- _TESTO FORNITO_:
* * * * * * *

Vorrei partire dalla tua osservazione finale, volutamente paradossale, per cui “…i giovani sono condannati a vivere sulla propria pelle il paradosso di una società liberale e progressista, ma immobile, globalizzata nell’economia e nella cultura, ma feudale-castale nella sua struttura”.
È probabile che la sociologia accademica, con la sua pedante prosopopea e la sua totale mancanza di immaginazione, non approverebbe questa tua formulazione, ritenendola contraddittoria. Ma la contraddizione, nonostante l’ostilità che a suo tempo manifestò Lucio Colletti nei confronti di questo indispensabile concetto, è la chiave per la comprensione di tutte le cose, ed in particolare dei fatti sociali (e la condizione sociale oggi è appunto – per dirla con Durkheim – un fatto sociale totale). Colletti è giunto al capolavoro assoluto della coniugazione di due opposti apparentemente antitetici ed incompatibili, e cioè il marxismo positivistico, scientistico ed anti-hegeliano più estremistico e furioso, da un lato, e l’adesione al neoliberalismo berlusconiano più ostentato, dall’altro. Per chi conosce l’unità degli opposti hegeliana e la complementarietà dei contrari in solidarietà antitetico-polare questo apparente paradosso è un vero segreto di Pulcinella. Nello stesso modo, l’assoluta complementarietà dell’immagine ideologica liberale e progressista, da un lato, e della realtà feudale-castale, dall’altro, è una sorta di sudoku di quelli che le riviste di enigmistica segnalano come “facilissimi” e da “principianti”.

* * * * * * *

- _DATI ARCHIVIATI_:
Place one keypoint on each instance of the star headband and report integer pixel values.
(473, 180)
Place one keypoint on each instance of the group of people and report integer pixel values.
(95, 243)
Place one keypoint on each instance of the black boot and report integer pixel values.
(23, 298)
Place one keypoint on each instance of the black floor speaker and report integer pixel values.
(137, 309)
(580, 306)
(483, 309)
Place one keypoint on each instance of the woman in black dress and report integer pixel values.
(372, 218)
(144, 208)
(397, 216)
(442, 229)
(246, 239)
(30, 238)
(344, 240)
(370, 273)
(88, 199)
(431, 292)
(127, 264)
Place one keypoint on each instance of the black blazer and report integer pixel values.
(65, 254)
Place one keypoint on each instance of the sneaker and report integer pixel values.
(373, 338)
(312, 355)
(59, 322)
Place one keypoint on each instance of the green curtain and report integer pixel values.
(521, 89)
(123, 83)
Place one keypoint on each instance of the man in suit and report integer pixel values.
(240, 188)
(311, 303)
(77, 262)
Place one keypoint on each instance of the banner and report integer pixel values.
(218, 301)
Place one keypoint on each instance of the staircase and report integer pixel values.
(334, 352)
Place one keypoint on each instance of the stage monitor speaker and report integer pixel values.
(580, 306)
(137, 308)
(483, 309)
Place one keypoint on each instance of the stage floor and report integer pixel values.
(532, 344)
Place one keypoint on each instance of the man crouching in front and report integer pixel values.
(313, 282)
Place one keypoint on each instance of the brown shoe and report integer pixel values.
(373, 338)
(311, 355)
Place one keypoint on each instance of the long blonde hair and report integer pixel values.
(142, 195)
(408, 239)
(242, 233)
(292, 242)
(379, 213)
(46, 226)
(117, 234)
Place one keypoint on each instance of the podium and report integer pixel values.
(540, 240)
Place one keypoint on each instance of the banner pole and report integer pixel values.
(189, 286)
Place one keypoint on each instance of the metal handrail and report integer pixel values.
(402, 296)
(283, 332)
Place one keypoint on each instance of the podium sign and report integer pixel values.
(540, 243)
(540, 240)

* * * * * * *

- _COMPITO DA SVOLGERE_: Spiega in una o due frasi perché, secondo il testo fornito, la sociologia accademica non approverebbe la formulazione sul paradosso vissuto dai giovani.

- _SOLUZIONE_: La sociologia accademica non approverebbe la formulazione perché la riterrebbe contraddittoria. Il testo attribuisce questo giudizio alla sua pedante prosopopea e alla sua totale mancanza di immaginazione.